__Requirements__
a) Answer these questions about the forum thread on wages, one line each, marked (i), (ii) and (iii):
(i) According to the opening paragraph, what follows an increase in the minimum wage in the historical data?
(ii) In the reply titled "Things change over time," what are most things doing because of technological advances?
(iii) In the quoted passage about packaging, the weight of a bag of sugar is reduced from how many pounds to how many?
b) Rescale the entries from the start through the line containing "124, 700, 158]]", both ends included. Give back every line, requests too, with each coordinate in the answers multiplied by 2.4 and rounded to a whole number, halves up.

*** Given passage

Numerous studies have now shown that the old assumption that raising the minimum wage costs jobs is wrong. The studies of actual historical data show just the opposite--increasing the minimum wage is followed by a growth in jobs.

abovesobelow

(73 posts)
5. If that were the case buying power would have increased, not decreased, as more women obtained jobs
Tue Aug 5, 2014, 09:56 PM
Aug 2014

, or when African Americans began to obtain jobs outside the "slave wage" range. In fact our buying power is lower than it's ever been, and inflation higher.

When the "White male" ruled the house and economy, a dollar earned could buy so much more. A car, house, etc were all affordable with one job, easy credit, and enough money left over to pamper yourselves and put away a nice nest egg.

Today a one job household, even in factory production work, is unlikely to feed the average household of today, let alone leave them with enough money left over to buy all the necessities let alone any luxury items.

We have an economic model that was knowingly designed by Oligarchs and Monarchs to ensure AND IRON LIKE GRIP COULD BE MAINTAINED ON GOVERNMENTS THROUGH MONETARY MEANS, INCLUDING ECONOMIC WARFARE."

It's time for a more equitable, larger, economic union that rids us of the global imbalances that allow starving to occur in one nation while another nation eats the food that was grown by the now starving and dying people.

 

adieu

(1,009 posts)
6. Things change over time
Tue Aug 5, 2014, 10:10 PM
Aug 2014

For a while, the white male single income family was sufficient to earn enough to make a comfortable lifestyle. But then, belt-tightening occurred and employers hired more women (because they were, indeed, 77% cheaper then men -- if not more so). And then, for a while the dual income family was doing well and leading to a comfortable lifestyle, although both parents were at work.

Similarly, when blacks moved out of share cropping, they did better for themselves than when they were slaves or sharecroppers (duh). But over time, lack of increase in wages relative to increases in inflation made the better lifestyle less better.

Still, it has been shown that we are now better off that both men and women, of all races, are able to obtain employment.

Of course, in today's world, a single-income family is not viable, unless that family consists of one person, or at most one parent and perhaps at most 2 children. But that's not due to any of the things you claimed.

Oh, and inflation is NOT higher than ever before. Inflation is almost non-existent. Most things are actually dropping in price due to technological advances.

abovesobelow

(73 posts)
7. A working women of today is NOWHERE EQUAL IN ABILITY TO OBTAIN INDEPENDANCE
Tue Aug 5, 2014, 10:21 PM
Aug 2014

as a male in the 1950's.

African Americans didn't do much better than sharecropping until much MUCH later which is why many transitioned to sharecropping, THEY AREN'T TREATED EQUALY BY THE EDUCATIONAL SYSTEM OR THE ECONOMY TODAY, otherwise the demographics of poverty would be a much different picture than it is.

"Oh, and inflation is NOT higher than ever before. Inflation is almost non-existent. Most things are actually dropping in price due to technological advances."

This isn't close to true, yet is repeated CONSTANTLY BY EVERY MEDIA OUTLET IN BUSINESS.

"One of the sneakiest of their options is to reduce how much product they put in a package, but keep the price the same. A bag of sugar costs the same, but quietly, they reduce the weight from five pounds to four. They put fewer potato chips into the same size bag, or add more air into cheese and ice cream. Consumers who might have paid $6 a pound for coffee now pay the same for three-quarters of a pound, reports the Spokesman Review.

******
*** Listed records

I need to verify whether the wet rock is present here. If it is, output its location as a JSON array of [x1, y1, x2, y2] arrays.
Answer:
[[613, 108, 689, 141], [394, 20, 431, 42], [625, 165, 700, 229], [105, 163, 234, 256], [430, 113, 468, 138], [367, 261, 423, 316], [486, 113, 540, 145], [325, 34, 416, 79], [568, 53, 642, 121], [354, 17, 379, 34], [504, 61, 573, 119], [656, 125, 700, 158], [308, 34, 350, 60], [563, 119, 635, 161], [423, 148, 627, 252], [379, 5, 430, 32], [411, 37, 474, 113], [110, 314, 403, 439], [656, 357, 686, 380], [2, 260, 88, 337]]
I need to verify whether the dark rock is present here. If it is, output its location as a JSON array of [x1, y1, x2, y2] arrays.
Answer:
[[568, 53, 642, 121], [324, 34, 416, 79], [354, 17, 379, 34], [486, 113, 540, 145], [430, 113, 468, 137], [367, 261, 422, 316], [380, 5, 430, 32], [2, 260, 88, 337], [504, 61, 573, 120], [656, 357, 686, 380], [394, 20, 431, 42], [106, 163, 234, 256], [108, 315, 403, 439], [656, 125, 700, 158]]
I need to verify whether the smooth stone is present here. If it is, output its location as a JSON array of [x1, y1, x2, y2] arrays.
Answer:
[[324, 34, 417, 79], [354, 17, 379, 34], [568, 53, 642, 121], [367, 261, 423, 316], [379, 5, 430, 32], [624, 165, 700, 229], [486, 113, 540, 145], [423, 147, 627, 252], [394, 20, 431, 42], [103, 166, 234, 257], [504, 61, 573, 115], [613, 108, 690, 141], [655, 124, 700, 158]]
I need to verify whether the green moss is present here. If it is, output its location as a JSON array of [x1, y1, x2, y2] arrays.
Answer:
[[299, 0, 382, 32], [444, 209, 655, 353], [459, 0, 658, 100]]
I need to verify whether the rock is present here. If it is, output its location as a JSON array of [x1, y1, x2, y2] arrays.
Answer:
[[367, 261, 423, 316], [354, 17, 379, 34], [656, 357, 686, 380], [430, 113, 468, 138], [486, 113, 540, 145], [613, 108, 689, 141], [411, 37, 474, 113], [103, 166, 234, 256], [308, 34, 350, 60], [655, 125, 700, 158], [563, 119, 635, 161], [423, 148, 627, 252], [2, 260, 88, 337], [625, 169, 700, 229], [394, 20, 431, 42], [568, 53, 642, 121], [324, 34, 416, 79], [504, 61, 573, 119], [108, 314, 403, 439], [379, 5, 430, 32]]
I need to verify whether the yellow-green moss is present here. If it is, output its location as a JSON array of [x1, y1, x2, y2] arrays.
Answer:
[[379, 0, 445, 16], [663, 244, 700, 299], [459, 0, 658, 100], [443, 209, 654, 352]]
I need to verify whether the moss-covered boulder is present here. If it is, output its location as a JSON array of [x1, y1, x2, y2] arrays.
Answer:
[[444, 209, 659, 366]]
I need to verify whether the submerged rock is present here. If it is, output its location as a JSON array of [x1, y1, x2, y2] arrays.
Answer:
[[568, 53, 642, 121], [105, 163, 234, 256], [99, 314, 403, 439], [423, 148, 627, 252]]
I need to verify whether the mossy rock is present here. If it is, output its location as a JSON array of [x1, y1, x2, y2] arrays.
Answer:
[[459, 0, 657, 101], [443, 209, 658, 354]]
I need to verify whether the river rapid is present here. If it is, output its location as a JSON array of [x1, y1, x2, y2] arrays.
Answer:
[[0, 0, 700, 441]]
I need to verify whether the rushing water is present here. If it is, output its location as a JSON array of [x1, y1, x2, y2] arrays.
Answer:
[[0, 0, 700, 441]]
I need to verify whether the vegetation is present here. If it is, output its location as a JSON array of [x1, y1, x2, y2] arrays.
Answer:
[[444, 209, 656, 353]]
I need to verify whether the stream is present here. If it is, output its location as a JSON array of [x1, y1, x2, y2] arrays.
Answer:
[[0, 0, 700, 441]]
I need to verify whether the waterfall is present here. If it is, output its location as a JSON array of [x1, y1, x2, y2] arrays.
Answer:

******

__In response__
a)
(i) A growth in jobs.
(ii) Dropping in price.
(iii) From five pounds to four.

b)
I need to verify whether the wet rock is present here. If it is, output its location as a JSON array of [x1, y1, x2, y2] arrays.
Answer:
[[1471, 259, 1654, 338], [946, 48, 1034, 101], [1500, 396, 1680, 550], [252, 391, 562, 614], [1032, 271, 1123, 331], [881, 626, 1015, 758], [1166, 271, 1296, 348], [780, 82, 998, 190], [1363, 127, 1541, 290], [850, 41, 910, 82], [1210, 146, 1375, 286], [1574, 300, 1680, 379], [739, 82, 840, 144], [1351, 286, 1524, 386], [1015, 355, 1505, 605], [910, 12, 1032, 77], [986, 89, 1138, 271], [264, 754, 967, 1054], [1574, 857, 1646, 912], [5, 624, 211, 809]]
I need to verify whether the dark rock is present here. If it is, output its location as a JSON array of [x1, y1, x2, y2] arrays.
Answer:
[[1363, 127, 1541, 290], [778, 82, 998, 190], [850, 41, 910, 82], [1166, 271, 1296, 348], [1032, 271, 1123, 329], [881, 626, 1013, 758], [912, 12, 1032, 77], [5, 624, 211, 809], [1210, 146, 1375, 288], [1574, 857, 1646, 912], [946, 48, 1034, 101], [254, 391, 562, 614], [259, 756, 967, 1054], [1574, 300, 1680, 379]]
I need to verify whether the smooth stone is present here. If it is, output its location as a JSON array of [x1, y1, x2, y2] arrays.
Answer:
[[778, 82, 1001, 190], [850, 41, 910, 82], [1363, 127, 1541, 290], [881, 626, 1015, 758], [910, 12, 1032, 77], [1498, 396, 1680, 550], [1166, 271, 1296, 348], [1015, 353, 1505, 605], [946, 48, 1034, 101], [247, 398, 562, 617], [1210, 146, 1375, 276], [1471, 259, 1656, 338], [1572, 298, 1680, 379]]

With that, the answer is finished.